● Your assignment:
Everything in the listing below needs to be returned word for word.

[Material for this task Boundary: Start]

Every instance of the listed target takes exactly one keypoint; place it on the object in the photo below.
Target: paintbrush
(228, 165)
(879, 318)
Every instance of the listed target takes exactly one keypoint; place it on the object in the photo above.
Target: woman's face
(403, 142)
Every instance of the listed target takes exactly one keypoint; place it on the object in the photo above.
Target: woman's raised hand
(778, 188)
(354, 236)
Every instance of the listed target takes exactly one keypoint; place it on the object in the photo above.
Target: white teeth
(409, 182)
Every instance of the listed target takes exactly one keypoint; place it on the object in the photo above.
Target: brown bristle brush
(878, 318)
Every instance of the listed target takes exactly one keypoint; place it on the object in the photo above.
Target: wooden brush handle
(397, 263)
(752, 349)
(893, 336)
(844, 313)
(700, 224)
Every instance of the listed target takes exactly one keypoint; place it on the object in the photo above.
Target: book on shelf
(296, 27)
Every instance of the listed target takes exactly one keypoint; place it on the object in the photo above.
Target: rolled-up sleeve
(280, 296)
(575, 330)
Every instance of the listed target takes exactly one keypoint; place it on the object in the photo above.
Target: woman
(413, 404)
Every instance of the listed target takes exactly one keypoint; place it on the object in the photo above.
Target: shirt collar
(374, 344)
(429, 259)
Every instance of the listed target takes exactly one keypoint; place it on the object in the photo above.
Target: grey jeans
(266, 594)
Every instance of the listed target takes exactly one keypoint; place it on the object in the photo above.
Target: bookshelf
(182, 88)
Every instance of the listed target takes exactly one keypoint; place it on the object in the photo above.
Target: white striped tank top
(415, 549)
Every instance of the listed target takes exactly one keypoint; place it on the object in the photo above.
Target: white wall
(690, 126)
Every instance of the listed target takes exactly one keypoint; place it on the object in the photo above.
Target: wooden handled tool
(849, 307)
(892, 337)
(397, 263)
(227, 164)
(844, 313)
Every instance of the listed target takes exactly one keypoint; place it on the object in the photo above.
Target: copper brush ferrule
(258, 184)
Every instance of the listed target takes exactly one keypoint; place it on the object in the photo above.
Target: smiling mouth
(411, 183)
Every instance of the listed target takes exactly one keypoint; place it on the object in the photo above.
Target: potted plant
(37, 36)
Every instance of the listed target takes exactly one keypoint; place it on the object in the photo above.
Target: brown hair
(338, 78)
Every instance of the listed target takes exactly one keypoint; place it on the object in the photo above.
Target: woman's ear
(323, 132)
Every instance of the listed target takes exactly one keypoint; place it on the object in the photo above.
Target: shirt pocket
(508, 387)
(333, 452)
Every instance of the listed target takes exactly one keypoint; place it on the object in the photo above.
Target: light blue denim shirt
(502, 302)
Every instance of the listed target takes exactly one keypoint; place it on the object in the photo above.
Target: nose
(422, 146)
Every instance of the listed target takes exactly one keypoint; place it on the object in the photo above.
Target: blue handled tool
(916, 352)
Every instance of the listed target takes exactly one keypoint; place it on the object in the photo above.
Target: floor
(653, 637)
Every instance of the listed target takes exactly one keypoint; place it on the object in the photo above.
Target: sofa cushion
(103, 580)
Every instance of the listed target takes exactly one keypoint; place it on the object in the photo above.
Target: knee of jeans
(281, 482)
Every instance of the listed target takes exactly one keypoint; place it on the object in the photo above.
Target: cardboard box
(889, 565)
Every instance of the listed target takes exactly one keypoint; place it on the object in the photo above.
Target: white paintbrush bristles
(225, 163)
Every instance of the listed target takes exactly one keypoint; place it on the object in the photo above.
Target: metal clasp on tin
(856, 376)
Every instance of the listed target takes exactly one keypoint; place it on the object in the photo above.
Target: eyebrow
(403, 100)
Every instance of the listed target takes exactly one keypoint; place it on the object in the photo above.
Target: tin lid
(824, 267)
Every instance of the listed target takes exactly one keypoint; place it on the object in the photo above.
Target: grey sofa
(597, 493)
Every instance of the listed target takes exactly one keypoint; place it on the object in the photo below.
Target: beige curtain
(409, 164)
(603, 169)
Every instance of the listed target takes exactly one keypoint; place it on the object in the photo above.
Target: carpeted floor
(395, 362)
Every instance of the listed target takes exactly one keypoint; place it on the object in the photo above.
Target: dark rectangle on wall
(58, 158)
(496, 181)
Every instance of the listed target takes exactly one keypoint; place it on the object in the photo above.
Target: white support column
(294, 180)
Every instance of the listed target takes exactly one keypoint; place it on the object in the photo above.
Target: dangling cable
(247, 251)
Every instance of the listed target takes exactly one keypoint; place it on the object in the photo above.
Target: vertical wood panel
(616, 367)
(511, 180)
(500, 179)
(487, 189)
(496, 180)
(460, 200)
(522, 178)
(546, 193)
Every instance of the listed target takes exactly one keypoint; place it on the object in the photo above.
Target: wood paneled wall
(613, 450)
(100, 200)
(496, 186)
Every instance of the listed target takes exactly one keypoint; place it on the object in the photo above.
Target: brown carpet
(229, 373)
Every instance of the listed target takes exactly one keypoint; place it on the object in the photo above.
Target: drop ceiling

[Material for this task Boundary: End]

● Written response:
Every instance of the listed target takes exactly one keypoint; place it on the object in the photo below.
Target: paintbrush
(228, 165)
(879, 318)
Every instance of the listed target takes exactly one keypoint; place it on the object in the photo above.
Target: woman's face
(403, 142)
Every instance of the listed target takes exactly one keypoint; place it on the object in the photo above.
Target: woman's raised hand
(778, 188)
(354, 236)
Every instance of the listed target takes exactly one keypoint; place it on the object in the photo above.
Target: white teeth
(409, 182)
Every instance of the listed target takes exactly one keypoint; place it on the object in the photo above.
Target: brown bristle brush
(878, 318)
Every instance of the listed target takes exactly one keypoint; place it on the object in the photo above.
Target: wooden brush handle
(397, 263)
(752, 349)
(893, 336)
(844, 313)
(700, 224)
Every instance of the listed target takes exactly one keypoint; place it on the object in the photo above.
Target: book on shelf
(296, 27)
Every instance of the listed target takes exactly one keypoint; place it on the object in the photo above.
Target: rolled-up sleeve
(280, 296)
(575, 330)
Every instance of the listed target takes exactly one keypoint; place it on the object in the photo above.
Target: woman
(413, 404)
Every instance of the listed target takes exactly one keypoint; place it on the object in the photo above.
Target: shirt collar
(374, 344)
(429, 259)
Every instance of the listed target takes exactly one keypoint; place it on the object in the photo above.
Target: grey jeans
(266, 594)
Every instance of the listed target takes exactly one keypoint; place it on the object in the photo above.
Target: bookshelf
(182, 88)
Every instance of the listed target takes exactly one keypoint; place it on the object in the photo above.
Target: white striped tank top
(415, 549)
Every instance of the listed target takes exactly one keypoint; place it on the object in the photo above.
Target: white wall
(690, 126)
Every instance of the listed target takes exactly one keypoint; place it on the object in the photo above.
Target: wooden handled tool
(849, 307)
(892, 337)
(397, 263)
(227, 164)
(844, 313)
Every instance of the listed target takes exactly one keypoint; place it on the object in the photo above.
Target: copper brush ferrule
(258, 184)
Every instance of the listed target takes exactly one keypoint; place it on the object in the photo above.
Target: smiling mouth
(411, 183)
Every instance of the listed target takes exactly one keypoint; place it on the object in the photo above.
Target: potted plant
(37, 36)
Every instance of the listed target takes exactly one keypoint; place it on the object in the photo above.
Target: brown hair
(338, 78)
Every instance of the listed target takes exactly one keypoint; place it on the object in the photo above.
Target: woman's ear
(323, 132)
Every instance of the listed target takes exactly one keypoint; place it on the object in the photo above.
Target: shirt pocket
(508, 387)
(333, 452)
Every instance of the listed target takes exactly one keypoint; place it on the object in the photo above.
Target: light blue denim shirt
(502, 302)
Every instance of the listed target takes exactly one keypoint; place it on the object in the photo above.
Target: nose
(422, 146)
Every instance of the listed target takes exactly one keypoint; place it on the object in the photo above.
Target: blue handled tool
(916, 352)
Every instance of the listed target takes exactly one keypoint; place it on the object in the photo above.
Target: floor
(653, 637)
Every instance of the listed target takes exactly one keypoint; place it on the object in the photo above.
Target: sofa cushion
(103, 580)
Every instance of the listed target takes exactly one keypoint; place it on the object in the photo above.
Target: knee of jeans
(281, 482)
Every instance of the listed target takes exactly one keypoint; place it on the object in the photo above.
Target: cardboard box
(889, 565)
Every instance of the listed target takes exactly one keypoint; place it on the object in the photo above.
Target: white paintbrush bristles
(225, 163)
Every instance of the listed target takes exactly one keypoint; place it on the object in the photo above.
Target: metal clasp on tin
(856, 376)
Every instance of the listed target takes exactly one keypoint; place it on the object in the photo above.
Target: eyebrow
(403, 100)
Every instance of the listed target takes exactly one keypoint; place it on the object in the photo above.
Target: tin lid
(824, 267)
Every instance of the listed target takes exactly one keypoint; place it on the object in the photo above.
Target: grey sofa
(597, 493)
Every instance of the listed target takes exactly one keypoint; place it on the object in the photo below.
Target: beige curtain
(409, 164)
(603, 169)
Every instance of the listed target takes exactly one keypoint; place it on the object in the photo above.
Target: carpeted floor
(395, 362)
Every instance of the listed target takes exactly one keypoint; place it on the object in the photo above.
Target: dark rectangle on wall
(58, 158)
(496, 181)
Every instance of the listed target takes exactly one keypoint; place it on the object in the photo above.
Target: white support column
(294, 180)
Every instance of the listed target takes exactly one keypoint; place it on the object in the photo above.
Target: dangling cable
(247, 251)
Every instance of the listed target takes exactly one keypoint; place it on the object in the photo above.
Target: vertical wood panel
(616, 367)
(511, 180)
(500, 179)
(487, 189)
(496, 180)
(460, 200)
(522, 178)
(546, 193)
Every instance of the listed target takes exactly one keypoint; place it on the object in the photo above.
Target: wood paneled wall
(613, 450)
(100, 200)
(496, 186)
Every instance of the listed target takes exactly one keypoint; place it on the object in the photo above.
Target: brown carpet
(229, 373)
Every instance of the listed target takes exactly one keypoint; place it on the object in the photo above.
Target: drop ceiling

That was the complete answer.